#### Given instruction 1
In the records, replace "gold ring" with "silver ring" in the lines from the one holding "Q: Point to the gold ring" through the end of the records, inclusive. Give back only those lines, with nothing else changed.

-- START OF Excerpted passage --

Hot questions for Using Amazon S3 in inputstream

Question:

I have a very large file (several GB) in AWS S3, and I only need a small number of lines in the file which satisfy a certain condition. I don't want to load the entire file in-memory and then search for and print those few lines - the memory load for this would be too high. The right way would be to only load those lines in-memory which are needed.

As per AWS documentation to read from file:

fullObject = s3Client.getObject(new GetObjectRequest(bucketName, key));
 displayTextInputStream(fullObject.getObjectContent());

private static void displayTextInputStream(InputStream input) throws IOException {
    // Read the text input stream one line at a time and display each line.
    BufferedReader reader = new BufferedReader(new InputStreamReader(input));
    String line = null;
    while ((line = reader.readLine()) != null) {
        System.out.println(line);
    }
    System.out.println();
}

Here we are using a BufferedReader. It is not clear to me what is happening underneath here.

Are we making a network call to S3 each time we are reading a new line, and only keeping the current line in the buffer? Or is the entire file loaded in-memory and then read line-by-line by BufferedReader? Or is it somewhere in between?


Answer:

One of the answer of your question is already given in the documentation you linked:

Your network connection remains open until you read all of the data or close the input stream.

A BufferedReader doesn't know where the data it reads is coming from, because you're passing another Reader to it. A BufferedReader creates a buffer of a certain size (e.g. 4096 characters) and fills this buffer by reading from the underlying Reader before starting to handing out data of calls of read() or read(char[] buf).

The Reader you pass to the BufferedReader is - by the way - using another buffer for itself to do the conversion from a byte-based stream to a char-based reader. It works the same way as with BufferedReader, so the internal buffer is filled by reading from the passed InputStream which is the InputStream returned by your S3-client.

What exactly happens within this client if you attempt to load data from the stream is implementation dependent. One way would be to keep open one network connection and you can read from it as you wish or the network connection can be closed after a chunk of data has been read and a new one is opened when you try to get the next one.

The documentation quoted above seems to say that we've got the former situation here, so: No, calls of readLine are not leading to single network calls.

And to answer your other question: No, a BufferedReader, the InputStreamReader and most likely the InputStream returned by the S3-client are not loading in the whole document into memory. That would contradict the whole purpose of using streams in the first place and the S3 client could simply return a byte[][] instead (to come around the limit of 2^32 bytes per byte-array)

Edit: There is an exception of the last paragraph. If the whole gigabytes big document has no line breaks, calling readLine will actually lead to the reading of the whole data into memory (and most likely to a OutOfMemoryError). I assumed a "regular" text document while answering your question.

-- END OF Excerpted passage --

#### Given instruction 2
What buffer size does the thread about reading an S3 file give as an example for a BufferedReader?

-- START OF Input --

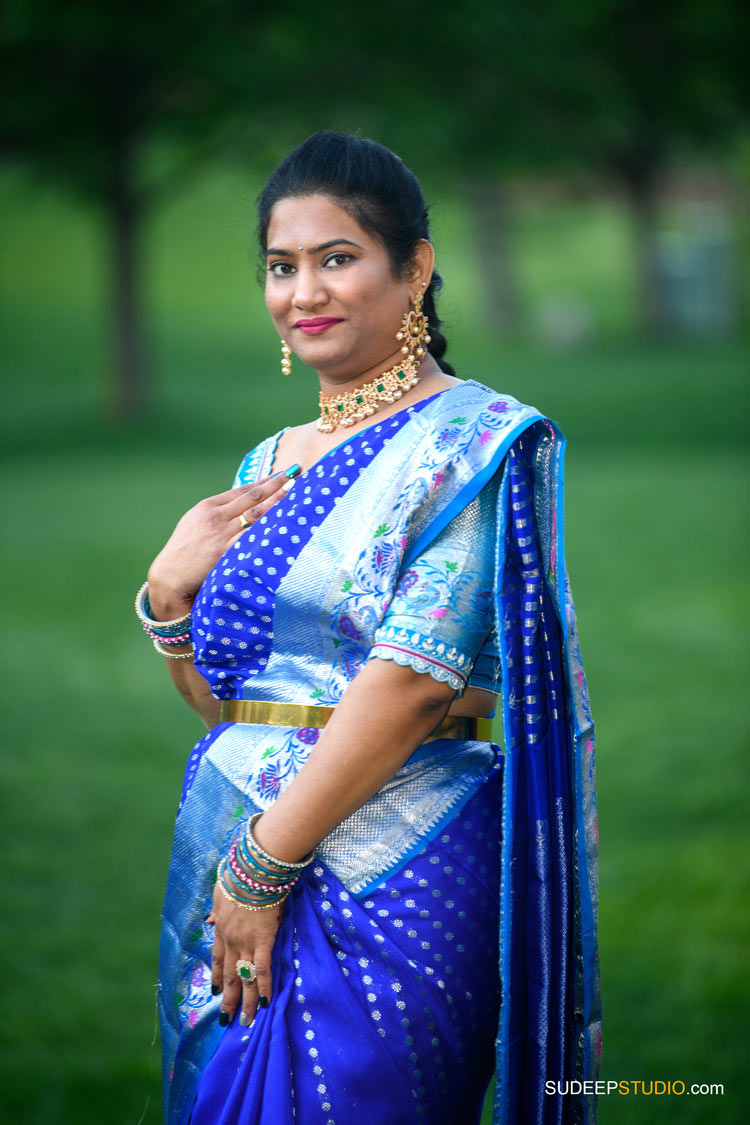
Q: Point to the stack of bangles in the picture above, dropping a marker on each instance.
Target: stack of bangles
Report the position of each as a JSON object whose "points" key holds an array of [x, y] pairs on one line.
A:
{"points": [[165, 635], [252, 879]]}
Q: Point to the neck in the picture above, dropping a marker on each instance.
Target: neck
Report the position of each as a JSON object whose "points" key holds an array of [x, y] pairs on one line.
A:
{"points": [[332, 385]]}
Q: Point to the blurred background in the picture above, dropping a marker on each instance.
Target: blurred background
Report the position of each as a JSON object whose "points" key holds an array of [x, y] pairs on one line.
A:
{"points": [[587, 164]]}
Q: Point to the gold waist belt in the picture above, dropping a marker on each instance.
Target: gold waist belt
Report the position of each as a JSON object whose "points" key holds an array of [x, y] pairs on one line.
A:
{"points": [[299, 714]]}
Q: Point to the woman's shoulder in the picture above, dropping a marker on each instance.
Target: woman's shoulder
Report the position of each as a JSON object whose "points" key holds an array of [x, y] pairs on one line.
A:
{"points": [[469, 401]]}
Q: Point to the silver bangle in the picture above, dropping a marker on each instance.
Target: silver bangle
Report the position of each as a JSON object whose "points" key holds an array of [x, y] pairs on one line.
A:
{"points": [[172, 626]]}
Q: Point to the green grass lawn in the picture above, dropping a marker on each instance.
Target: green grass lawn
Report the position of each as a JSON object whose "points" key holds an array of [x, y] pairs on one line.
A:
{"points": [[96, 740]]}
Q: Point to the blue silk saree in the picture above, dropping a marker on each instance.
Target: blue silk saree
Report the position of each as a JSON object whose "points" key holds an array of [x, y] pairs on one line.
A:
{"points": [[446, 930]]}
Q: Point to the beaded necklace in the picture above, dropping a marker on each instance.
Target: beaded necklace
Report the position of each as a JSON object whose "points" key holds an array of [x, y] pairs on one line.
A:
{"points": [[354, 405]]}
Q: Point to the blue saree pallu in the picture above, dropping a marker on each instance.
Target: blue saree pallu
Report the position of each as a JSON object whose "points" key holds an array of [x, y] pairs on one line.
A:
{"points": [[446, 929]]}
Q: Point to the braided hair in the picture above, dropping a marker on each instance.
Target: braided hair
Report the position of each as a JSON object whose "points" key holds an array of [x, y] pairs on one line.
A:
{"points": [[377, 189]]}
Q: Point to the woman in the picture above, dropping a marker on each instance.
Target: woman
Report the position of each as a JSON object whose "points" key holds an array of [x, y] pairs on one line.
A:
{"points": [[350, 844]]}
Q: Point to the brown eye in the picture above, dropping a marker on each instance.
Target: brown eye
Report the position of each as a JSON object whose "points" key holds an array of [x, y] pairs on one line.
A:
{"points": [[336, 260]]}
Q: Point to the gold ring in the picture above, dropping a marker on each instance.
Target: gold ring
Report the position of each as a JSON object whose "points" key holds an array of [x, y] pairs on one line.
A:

-- END OF Input --

#### Finished answer 1
Q: Point to the silver ring in the picture above, dropping a marker on each instance.
Target: silver ring
Report the position of each as a JSON object whose "points" key holds an array of [x, y] pairs on one line.
A:

#### Finished answer 2
4096 characters